• [Stored data]:
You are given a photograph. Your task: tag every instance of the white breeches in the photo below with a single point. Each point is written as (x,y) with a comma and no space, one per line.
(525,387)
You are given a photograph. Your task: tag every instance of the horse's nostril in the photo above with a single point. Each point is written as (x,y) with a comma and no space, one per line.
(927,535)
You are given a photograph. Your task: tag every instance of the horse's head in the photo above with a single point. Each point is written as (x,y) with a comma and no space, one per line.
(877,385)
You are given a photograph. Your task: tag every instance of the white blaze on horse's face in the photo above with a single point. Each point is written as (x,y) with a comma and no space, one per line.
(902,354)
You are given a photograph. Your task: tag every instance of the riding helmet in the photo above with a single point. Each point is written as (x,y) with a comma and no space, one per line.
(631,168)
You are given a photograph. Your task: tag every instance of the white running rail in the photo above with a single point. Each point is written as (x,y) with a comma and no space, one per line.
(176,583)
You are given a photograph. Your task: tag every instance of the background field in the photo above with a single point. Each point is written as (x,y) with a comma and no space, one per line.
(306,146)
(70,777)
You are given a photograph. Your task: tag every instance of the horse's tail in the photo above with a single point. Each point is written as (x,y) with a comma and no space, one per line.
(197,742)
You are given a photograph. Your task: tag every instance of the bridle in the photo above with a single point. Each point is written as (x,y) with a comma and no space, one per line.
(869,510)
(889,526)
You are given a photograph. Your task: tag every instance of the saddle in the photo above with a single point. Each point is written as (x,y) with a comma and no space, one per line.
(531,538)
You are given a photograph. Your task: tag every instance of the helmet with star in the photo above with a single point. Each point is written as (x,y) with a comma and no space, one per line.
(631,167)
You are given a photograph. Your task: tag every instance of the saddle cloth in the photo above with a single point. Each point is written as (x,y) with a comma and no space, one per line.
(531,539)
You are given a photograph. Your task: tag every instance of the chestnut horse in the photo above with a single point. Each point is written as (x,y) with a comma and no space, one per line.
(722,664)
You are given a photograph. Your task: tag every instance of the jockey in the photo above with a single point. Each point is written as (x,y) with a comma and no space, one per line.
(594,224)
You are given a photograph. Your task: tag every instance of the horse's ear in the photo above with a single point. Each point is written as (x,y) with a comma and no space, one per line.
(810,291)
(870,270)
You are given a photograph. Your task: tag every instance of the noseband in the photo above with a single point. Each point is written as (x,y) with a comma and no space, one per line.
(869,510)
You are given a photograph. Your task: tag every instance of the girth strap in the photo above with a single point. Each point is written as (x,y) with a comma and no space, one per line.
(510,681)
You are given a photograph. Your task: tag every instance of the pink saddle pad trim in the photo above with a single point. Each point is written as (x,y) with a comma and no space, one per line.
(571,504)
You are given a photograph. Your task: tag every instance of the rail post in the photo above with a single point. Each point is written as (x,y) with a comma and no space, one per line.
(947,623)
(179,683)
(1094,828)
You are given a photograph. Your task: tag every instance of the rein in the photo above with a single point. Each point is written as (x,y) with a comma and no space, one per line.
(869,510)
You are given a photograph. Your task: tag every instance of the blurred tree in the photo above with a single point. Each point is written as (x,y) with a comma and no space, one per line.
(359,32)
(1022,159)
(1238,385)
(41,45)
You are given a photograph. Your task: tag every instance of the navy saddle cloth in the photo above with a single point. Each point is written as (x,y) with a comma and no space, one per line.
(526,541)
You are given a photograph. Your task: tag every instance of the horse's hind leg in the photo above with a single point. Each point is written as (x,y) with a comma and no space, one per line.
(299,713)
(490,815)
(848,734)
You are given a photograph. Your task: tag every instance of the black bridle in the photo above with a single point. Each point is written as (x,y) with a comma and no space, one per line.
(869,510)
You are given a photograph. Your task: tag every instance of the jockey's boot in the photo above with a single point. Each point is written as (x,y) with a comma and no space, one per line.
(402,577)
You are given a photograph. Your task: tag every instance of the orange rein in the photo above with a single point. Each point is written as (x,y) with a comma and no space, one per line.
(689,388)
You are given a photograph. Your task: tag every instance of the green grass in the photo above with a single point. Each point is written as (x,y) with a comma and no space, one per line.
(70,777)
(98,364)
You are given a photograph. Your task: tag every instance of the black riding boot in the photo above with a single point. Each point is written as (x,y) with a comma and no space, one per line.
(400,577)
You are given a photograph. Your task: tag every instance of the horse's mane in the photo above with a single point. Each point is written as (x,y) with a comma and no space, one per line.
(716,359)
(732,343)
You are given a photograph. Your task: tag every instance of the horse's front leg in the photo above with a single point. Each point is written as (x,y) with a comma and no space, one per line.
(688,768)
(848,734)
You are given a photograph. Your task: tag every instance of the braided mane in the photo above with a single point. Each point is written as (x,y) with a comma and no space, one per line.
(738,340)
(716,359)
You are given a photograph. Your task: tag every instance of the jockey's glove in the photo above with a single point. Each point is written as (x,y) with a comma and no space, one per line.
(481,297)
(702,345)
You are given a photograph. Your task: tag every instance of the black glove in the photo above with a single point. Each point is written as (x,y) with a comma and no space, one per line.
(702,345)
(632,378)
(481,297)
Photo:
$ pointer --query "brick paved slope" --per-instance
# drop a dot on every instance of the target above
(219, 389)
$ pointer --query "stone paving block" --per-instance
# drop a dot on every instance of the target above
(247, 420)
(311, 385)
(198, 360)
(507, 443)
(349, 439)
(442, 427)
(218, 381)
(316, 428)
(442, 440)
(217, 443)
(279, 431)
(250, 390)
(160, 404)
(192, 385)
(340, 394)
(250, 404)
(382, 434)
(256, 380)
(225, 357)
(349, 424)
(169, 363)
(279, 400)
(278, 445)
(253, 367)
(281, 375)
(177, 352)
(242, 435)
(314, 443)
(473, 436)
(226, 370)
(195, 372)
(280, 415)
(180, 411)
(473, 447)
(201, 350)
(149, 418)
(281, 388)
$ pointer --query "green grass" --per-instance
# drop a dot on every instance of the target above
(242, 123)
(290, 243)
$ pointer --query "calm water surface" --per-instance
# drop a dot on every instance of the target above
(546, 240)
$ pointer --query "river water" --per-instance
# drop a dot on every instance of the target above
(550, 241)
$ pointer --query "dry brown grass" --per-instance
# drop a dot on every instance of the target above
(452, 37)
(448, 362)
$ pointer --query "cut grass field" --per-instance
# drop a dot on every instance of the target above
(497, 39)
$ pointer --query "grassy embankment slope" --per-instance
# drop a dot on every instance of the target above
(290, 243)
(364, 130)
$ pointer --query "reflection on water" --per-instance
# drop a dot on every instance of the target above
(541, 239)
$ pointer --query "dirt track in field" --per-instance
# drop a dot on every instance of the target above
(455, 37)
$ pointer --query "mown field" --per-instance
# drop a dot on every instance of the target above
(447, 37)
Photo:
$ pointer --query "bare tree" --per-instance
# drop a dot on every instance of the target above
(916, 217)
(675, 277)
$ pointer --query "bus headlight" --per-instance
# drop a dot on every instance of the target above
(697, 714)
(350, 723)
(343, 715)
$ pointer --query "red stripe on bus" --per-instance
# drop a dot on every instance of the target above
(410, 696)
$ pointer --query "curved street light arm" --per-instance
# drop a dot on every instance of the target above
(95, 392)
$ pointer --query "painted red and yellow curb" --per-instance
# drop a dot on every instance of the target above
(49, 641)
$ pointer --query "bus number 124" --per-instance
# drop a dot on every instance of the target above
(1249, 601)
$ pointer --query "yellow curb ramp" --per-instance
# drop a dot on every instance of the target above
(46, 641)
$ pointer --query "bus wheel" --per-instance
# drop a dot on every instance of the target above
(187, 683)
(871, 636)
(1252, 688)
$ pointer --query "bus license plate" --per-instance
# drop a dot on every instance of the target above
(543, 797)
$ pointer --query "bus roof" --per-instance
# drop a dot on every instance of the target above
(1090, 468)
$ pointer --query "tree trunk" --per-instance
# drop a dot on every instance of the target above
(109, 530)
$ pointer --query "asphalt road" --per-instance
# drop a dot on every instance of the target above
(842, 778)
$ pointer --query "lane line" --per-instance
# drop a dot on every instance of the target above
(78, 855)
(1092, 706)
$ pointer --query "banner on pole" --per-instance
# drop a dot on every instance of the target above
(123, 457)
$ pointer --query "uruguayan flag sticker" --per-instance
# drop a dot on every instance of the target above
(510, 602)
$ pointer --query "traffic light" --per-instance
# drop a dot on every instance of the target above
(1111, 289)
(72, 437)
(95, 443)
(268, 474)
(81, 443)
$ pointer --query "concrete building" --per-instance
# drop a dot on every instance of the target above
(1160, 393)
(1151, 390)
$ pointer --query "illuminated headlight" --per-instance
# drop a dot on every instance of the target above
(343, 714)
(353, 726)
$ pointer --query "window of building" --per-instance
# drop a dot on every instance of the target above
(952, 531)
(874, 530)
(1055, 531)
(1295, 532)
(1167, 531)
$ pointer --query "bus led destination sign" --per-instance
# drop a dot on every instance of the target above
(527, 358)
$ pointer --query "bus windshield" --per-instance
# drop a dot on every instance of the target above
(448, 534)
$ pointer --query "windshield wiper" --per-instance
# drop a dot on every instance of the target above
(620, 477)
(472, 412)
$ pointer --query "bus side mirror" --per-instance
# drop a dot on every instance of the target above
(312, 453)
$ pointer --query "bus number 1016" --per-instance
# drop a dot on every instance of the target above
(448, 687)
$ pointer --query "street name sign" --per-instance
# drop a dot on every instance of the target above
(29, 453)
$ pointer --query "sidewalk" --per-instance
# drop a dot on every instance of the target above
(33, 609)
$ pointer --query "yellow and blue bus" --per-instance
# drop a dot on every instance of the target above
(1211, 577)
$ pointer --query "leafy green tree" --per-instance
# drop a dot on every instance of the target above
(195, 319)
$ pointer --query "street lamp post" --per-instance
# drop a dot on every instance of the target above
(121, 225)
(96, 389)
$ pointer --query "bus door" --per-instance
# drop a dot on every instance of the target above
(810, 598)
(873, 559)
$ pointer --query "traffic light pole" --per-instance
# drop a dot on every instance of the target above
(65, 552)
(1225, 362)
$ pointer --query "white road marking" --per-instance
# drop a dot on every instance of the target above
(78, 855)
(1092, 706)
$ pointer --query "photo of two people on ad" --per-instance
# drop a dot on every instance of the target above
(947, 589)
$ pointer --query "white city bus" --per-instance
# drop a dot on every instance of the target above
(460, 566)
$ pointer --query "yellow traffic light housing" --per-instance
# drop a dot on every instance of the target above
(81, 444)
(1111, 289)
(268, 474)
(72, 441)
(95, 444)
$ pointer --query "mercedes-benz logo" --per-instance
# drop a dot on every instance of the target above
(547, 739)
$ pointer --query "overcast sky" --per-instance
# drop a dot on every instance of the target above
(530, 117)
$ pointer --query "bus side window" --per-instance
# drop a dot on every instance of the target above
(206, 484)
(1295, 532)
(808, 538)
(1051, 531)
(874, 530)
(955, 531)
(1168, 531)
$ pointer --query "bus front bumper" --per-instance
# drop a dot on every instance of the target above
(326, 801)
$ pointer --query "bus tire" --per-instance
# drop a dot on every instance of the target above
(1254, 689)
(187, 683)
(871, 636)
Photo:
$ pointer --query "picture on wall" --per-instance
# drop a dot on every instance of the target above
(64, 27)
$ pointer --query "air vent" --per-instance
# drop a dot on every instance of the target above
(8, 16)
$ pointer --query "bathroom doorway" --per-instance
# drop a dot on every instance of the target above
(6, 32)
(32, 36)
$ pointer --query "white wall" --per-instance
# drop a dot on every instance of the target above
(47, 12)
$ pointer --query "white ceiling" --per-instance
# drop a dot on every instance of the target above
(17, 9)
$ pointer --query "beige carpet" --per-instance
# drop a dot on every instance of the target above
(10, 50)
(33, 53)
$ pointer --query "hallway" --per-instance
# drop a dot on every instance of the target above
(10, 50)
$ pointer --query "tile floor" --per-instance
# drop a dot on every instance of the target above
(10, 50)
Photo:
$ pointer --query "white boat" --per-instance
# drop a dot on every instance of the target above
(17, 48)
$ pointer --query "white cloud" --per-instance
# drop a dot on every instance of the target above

• [Your objective]: Set out every line from the material that contains the string "traffic".

• [Output for this exercise]:
$ pointer --query "traffic light" --per-instance
$ pointer --query "traffic light pole" --per-instance
$ pointer --query "yellow traffic light housing" --per-instance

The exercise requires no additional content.